• What this task involves: Retype the material exactly, starting at the line holding "point: black beanie" and continuing through the last line, with both ends included.

• Records:
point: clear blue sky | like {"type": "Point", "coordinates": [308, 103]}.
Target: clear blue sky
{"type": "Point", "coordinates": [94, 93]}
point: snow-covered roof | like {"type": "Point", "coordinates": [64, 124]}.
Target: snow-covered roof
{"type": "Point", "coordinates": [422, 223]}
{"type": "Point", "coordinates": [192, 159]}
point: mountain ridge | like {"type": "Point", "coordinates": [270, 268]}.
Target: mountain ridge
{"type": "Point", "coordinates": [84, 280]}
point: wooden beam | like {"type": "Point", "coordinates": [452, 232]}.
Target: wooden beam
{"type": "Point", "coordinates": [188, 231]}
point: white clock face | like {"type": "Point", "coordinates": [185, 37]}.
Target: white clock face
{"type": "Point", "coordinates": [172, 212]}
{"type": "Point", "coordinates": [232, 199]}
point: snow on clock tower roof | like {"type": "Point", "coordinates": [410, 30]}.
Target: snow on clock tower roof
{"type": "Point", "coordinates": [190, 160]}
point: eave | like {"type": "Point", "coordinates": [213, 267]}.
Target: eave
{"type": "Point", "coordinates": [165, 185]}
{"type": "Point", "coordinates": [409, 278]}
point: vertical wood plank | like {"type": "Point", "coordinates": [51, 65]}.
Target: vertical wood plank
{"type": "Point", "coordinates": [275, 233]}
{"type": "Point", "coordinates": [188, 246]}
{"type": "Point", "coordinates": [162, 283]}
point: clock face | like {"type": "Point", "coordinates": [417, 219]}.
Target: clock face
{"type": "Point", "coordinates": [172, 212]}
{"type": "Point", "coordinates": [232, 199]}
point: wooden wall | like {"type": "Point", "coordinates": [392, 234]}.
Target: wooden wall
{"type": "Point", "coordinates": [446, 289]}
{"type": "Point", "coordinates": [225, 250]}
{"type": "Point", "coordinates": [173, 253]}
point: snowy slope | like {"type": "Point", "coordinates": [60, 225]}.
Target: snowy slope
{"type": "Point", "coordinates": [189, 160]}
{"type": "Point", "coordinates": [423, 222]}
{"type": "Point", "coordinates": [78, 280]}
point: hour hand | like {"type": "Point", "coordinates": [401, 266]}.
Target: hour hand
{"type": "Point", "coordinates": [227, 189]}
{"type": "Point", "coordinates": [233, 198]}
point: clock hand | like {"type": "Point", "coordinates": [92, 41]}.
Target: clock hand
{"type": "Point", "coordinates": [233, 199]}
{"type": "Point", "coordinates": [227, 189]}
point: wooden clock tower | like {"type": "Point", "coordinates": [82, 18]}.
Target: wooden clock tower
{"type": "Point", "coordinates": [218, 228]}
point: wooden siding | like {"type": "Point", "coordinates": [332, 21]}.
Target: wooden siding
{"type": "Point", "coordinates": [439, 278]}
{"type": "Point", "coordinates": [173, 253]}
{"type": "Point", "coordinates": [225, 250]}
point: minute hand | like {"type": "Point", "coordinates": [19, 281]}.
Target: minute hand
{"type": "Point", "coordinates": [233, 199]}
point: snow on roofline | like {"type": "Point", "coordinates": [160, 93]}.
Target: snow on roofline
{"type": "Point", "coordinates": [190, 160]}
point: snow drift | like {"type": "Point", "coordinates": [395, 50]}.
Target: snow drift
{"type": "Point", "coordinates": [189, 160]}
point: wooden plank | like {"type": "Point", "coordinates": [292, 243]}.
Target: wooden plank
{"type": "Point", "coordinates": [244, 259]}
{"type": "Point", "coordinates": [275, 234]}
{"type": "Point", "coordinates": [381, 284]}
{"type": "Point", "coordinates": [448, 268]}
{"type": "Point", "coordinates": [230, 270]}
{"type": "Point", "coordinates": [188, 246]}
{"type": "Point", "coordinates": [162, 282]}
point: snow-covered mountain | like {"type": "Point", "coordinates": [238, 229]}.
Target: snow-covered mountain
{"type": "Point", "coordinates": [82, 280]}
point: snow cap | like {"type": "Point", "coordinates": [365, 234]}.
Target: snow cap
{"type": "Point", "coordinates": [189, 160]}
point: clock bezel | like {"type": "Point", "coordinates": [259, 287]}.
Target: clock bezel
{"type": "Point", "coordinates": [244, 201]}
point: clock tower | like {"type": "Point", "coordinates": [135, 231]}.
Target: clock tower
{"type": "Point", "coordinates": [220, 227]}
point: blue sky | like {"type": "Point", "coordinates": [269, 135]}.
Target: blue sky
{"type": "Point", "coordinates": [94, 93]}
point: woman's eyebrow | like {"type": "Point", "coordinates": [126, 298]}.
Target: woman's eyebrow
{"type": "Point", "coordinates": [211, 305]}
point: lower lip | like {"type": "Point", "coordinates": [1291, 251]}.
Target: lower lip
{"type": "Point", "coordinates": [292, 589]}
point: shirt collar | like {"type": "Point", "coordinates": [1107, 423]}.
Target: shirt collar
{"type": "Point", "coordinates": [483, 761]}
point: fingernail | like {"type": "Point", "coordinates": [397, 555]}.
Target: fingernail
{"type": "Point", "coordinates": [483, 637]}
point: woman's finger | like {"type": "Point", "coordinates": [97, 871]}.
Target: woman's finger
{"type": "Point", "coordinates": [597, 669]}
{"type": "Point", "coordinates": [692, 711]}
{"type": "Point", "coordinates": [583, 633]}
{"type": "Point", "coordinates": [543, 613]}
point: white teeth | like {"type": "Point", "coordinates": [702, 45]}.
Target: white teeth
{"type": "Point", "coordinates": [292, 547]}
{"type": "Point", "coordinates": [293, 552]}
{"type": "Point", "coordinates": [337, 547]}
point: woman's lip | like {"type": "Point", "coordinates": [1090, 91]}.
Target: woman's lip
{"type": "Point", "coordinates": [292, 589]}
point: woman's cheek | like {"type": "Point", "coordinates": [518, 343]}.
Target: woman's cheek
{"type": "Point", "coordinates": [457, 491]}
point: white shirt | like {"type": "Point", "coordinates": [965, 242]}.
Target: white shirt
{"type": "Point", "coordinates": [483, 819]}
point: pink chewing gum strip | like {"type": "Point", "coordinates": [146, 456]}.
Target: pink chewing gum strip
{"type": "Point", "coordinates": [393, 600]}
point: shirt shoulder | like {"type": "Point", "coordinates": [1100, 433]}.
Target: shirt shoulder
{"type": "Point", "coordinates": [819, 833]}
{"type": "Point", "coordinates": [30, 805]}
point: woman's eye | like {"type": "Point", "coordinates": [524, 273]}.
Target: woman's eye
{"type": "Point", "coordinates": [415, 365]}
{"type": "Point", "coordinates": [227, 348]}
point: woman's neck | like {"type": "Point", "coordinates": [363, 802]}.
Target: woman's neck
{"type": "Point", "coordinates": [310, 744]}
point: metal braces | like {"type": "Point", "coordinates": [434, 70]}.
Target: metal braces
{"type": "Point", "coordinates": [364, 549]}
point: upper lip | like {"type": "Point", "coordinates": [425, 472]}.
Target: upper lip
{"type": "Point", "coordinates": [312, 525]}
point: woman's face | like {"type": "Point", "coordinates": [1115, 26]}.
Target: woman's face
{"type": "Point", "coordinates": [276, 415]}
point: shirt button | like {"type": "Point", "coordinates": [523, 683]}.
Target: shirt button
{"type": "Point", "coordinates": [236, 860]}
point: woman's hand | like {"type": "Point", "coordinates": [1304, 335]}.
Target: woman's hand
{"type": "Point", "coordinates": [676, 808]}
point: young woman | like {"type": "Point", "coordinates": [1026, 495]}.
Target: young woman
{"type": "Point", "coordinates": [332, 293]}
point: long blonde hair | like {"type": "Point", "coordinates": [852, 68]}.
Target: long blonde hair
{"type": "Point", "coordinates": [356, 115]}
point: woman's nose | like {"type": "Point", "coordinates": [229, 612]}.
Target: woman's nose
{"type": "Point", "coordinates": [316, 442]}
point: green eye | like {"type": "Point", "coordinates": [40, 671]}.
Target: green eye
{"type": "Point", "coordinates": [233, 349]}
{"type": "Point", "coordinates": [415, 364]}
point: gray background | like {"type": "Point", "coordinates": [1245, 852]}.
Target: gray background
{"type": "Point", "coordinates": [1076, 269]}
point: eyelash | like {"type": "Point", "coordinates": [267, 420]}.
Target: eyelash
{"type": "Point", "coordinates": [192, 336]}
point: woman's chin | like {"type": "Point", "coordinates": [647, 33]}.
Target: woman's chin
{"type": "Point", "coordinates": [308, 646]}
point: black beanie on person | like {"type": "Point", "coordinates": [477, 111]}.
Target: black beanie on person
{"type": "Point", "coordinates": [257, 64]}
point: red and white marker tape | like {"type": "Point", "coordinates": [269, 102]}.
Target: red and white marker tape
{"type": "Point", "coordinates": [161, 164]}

• Output:
point: black beanie on person | like {"type": "Point", "coordinates": [477, 111]}.
Target: black beanie on person
{"type": "Point", "coordinates": [257, 64]}
point: red and white marker tape | like {"type": "Point", "coordinates": [269, 102]}.
Target: red and white marker tape
{"type": "Point", "coordinates": [161, 164]}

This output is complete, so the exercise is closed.